**Article**
======

Les Pratiques | Point fort | publié le : 05.06.2007 | Marie-Pierre Vega

La Poste a mis sur les rails Cap Qualité Courrier, un vaste programme de modernisation de ses centres de préparation, de tri et de distribution du courrier. Il entraîne des changements de métier et de lieu de travail pour des dizaines de milliers de salariés. Pour y faire face, le groupe déploie un programme RH d'accompagnement.

Direction et organisations syndicales sont au moins d'accord sur un point : La Poste est en train de vivre une révolution. Vitale selon la première, peut-être nécessaire mais certainement inquiétante pour les secondes. Son nom de code : Cap Qualité Courrier (CQC). Il s'agit d'un programme de modernisation des outils de tri, de transport et de distribution du courrier. Concrètement, La Poste rénove et concentre ses centres de tri, passant d'une centaine de sites à une quarantaine de plates-formes industrielles de courrier. En amont et en aval, le traitement et l'acheminement du courrier seront assurés par une centaine de plates-formes de préparation et de distribution de courrier. Enfin, plusieurs milliers de plates-formes de distribution, équivalentes des bureaux de poste, constitueront le dernier maillon de la nouvelle chaîne du courrier.

======

**Tâche 1**
Selon l'article sur Cap Qualité Courrier, combien de plates-formes industrielles de courrier remplaceront la centaine de centres de tri actuels ?
**Tâche 2**
Poursuivez l'article sur le programme Cap Qualité Courrier de La Poste en reprenant après sa dernière phrase.

======

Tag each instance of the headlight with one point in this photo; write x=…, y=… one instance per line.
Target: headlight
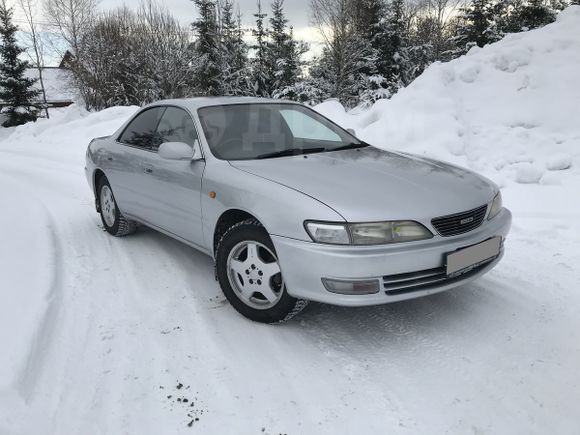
x=372, y=233
x=335, y=234
x=496, y=206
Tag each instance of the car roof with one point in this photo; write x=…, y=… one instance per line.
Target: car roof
x=199, y=102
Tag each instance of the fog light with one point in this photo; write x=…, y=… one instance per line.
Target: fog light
x=346, y=287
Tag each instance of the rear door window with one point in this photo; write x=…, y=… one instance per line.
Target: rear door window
x=142, y=131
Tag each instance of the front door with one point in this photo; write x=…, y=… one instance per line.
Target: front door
x=173, y=187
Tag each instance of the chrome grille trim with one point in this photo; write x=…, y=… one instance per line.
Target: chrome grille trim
x=451, y=225
x=414, y=281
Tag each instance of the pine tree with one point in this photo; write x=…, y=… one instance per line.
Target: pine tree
x=16, y=91
x=535, y=14
x=260, y=71
x=283, y=53
x=395, y=54
x=233, y=52
x=475, y=22
x=208, y=75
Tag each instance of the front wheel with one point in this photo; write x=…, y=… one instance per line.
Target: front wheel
x=249, y=274
x=113, y=220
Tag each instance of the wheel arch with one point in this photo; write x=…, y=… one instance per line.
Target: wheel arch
x=226, y=220
x=98, y=175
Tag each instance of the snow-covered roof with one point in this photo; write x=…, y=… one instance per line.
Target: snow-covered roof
x=198, y=102
x=57, y=84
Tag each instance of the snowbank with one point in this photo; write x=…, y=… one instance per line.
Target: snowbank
x=509, y=110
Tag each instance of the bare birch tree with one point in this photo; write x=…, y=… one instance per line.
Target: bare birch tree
x=71, y=18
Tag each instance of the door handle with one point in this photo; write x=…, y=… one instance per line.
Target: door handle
x=147, y=168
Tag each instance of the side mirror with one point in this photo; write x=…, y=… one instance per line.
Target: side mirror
x=175, y=151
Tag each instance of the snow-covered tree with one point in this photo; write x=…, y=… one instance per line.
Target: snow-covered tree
x=395, y=53
x=283, y=52
x=533, y=14
x=207, y=47
x=129, y=57
x=474, y=26
x=348, y=64
x=259, y=64
x=234, y=73
x=16, y=91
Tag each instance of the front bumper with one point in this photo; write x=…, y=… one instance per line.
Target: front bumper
x=304, y=264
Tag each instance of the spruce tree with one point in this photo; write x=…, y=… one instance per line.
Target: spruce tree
x=394, y=56
x=475, y=22
x=17, y=94
x=535, y=14
x=260, y=74
x=233, y=53
x=283, y=52
x=208, y=75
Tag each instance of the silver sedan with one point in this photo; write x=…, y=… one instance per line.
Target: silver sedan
x=292, y=207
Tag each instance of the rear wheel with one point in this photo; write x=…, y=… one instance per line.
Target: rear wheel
x=249, y=274
x=113, y=220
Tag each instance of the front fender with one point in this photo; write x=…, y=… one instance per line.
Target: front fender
x=280, y=209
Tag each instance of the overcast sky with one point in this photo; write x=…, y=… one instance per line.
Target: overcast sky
x=297, y=12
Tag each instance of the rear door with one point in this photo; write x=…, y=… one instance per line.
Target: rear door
x=173, y=187
x=129, y=161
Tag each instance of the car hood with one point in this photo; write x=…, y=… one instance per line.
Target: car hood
x=369, y=184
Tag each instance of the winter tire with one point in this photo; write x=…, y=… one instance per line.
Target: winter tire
x=113, y=220
x=249, y=274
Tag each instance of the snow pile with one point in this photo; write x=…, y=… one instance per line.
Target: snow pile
x=509, y=110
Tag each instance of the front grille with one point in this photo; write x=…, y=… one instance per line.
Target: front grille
x=421, y=280
x=459, y=223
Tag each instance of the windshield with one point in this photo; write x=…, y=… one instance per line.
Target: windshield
x=252, y=131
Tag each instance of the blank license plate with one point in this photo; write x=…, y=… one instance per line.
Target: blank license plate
x=467, y=258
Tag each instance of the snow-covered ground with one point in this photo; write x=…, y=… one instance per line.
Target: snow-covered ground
x=103, y=335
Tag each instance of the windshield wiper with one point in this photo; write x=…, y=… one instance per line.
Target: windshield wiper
x=291, y=152
x=350, y=146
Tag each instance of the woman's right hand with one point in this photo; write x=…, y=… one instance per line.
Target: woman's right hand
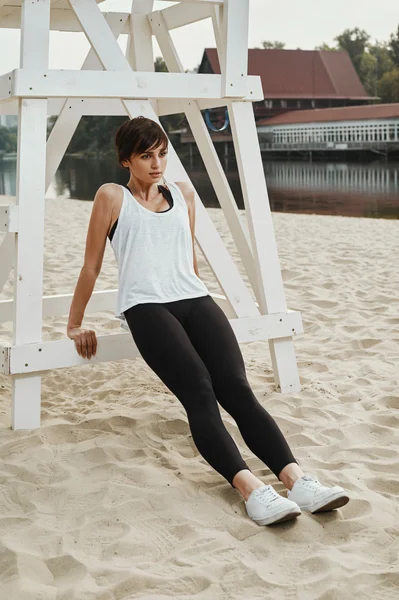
x=85, y=341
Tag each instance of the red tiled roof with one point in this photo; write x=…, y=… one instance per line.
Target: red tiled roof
x=347, y=113
x=301, y=73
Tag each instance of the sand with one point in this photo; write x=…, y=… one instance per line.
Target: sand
x=110, y=499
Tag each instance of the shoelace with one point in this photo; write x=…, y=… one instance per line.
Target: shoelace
x=311, y=483
x=266, y=495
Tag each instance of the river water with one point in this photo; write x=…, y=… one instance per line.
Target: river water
x=335, y=188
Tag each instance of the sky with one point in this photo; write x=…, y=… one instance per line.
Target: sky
x=298, y=23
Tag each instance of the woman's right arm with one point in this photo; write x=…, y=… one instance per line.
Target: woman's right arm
x=100, y=220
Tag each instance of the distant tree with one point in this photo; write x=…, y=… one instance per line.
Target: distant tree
x=355, y=42
x=388, y=86
x=273, y=45
x=382, y=53
x=374, y=62
x=394, y=47
x=325, y=46
x=368, y=73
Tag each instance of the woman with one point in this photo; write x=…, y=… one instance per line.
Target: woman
x=180, y=332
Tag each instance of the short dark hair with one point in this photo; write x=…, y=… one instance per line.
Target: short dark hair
x=137, y=136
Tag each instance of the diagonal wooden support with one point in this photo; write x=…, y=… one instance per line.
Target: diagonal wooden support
x=272, y=296
x=207, y=151
x=213, y=248
x=99, y=34
x=69, y=117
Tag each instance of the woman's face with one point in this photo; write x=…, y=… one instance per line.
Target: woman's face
x=150, y=166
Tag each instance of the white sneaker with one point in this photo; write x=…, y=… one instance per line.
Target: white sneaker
x=312, y=496
x=265, y=506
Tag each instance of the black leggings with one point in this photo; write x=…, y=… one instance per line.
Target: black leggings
x=192, y=347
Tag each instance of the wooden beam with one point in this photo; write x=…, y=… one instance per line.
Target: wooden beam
x=9, y=218
x=234, y=66
x=99, y=34
x=119, y=84
x=31, y=165
x=7, y=251
x=45, y=356
x=59, y=305
x=270, y=283
x=180, y=15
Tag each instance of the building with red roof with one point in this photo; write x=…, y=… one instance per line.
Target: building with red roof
x=298, y=79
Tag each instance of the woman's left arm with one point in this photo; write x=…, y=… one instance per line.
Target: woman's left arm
x=189, y=196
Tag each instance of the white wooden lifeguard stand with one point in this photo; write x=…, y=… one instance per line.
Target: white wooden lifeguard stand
x=111, y=83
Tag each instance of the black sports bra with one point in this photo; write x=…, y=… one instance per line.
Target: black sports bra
x=166, y=193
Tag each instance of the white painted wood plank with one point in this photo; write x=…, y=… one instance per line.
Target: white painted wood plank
x=99, y=34
x=44, y=356
x=139, y=49
x=6, y=87
x=208, y=152
x=35, y=35
x=31, y=164
x=217, y=24
x=7, y=251
x=180, y=15
x=271, y=290
x=73, y=110
x=234, y=67
x=60, y=19
x=8, y=218
x=58, y=305
x=203, y=1
x=112, y=84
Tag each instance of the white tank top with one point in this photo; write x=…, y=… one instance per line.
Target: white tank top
x=154, y=254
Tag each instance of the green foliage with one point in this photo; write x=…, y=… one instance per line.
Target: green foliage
x=394, y=47
x=388, y=86
x=377, y=64
x=8, y=139
x=355, y=42
x=326, y=47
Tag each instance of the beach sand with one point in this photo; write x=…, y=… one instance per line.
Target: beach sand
x=110, y=499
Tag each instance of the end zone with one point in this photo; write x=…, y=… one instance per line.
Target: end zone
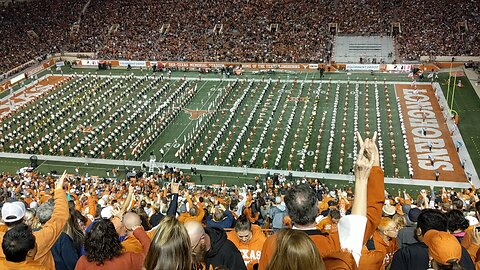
x=432, y=151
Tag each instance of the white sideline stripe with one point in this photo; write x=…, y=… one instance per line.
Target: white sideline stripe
x=212, y=168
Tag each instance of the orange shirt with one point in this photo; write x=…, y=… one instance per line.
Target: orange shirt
x=251, y=250
x=329, y=244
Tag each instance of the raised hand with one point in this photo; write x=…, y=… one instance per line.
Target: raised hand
x=60, y=181
x=364, y=161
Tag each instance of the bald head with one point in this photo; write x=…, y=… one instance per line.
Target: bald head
x=195, y=231
x=131, y=220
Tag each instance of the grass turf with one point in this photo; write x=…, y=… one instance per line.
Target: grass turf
x=466, y=104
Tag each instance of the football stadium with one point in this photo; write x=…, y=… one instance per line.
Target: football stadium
x=223, y=111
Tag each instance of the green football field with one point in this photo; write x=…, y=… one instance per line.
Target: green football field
x=258, y=96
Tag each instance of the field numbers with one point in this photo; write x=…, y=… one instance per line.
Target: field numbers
x=172, y=145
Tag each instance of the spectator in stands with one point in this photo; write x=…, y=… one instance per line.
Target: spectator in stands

======

**Réponse rédigée 1**
Une quarantaine.

**Réponse rédigée 2**
Accroître la rentabilité

Avec cette réforme, La Poste poursuit un double objectif : améliorer la qualité de service au client et accroître la rentabilité. L'investissement, qui s'étale jusqu'en 2010, est chiffré à 3,4 milliards d'euros. Il doit permettre au groupe d'affronter l'ouverture européenne des marchés, prévue pour 2009, et la concurrence d'Internet, le média désigné comme responsable de la baisse de son activité courrier.

Maîtrise de quatre à cinq postes par agent

L'impact social du projet est massif. Dans quelques années, les salariés de la direction courrier - 180 000 aujourd'hui - auront entre les mains un nouvel outil de travail, ultra-mécanisé. Par ailleurs, « pour chaque nouvelle plate-forme industrielle de courrier créée, au moins un millier de personnes vont changer de métier ou d'implantation géographique », indique Muriel Barnéoud, directrice des grands programmes et directrice industrielle de la direction courrier. Cap Qualité Courrier se traduit aussi par davantage de polyactivité. Jusqu'alors, les opérateurs étaient monotâches. Demain, les agents devront maîtriser au minimum quatre ou cinq postes. « La polyactivité permet de préserver la santé au travail de nos agents, mais aussi d'accroître la qualité du service, grâce à des opérateurs qui savent ce qui se passe avant et après », explique la directrice.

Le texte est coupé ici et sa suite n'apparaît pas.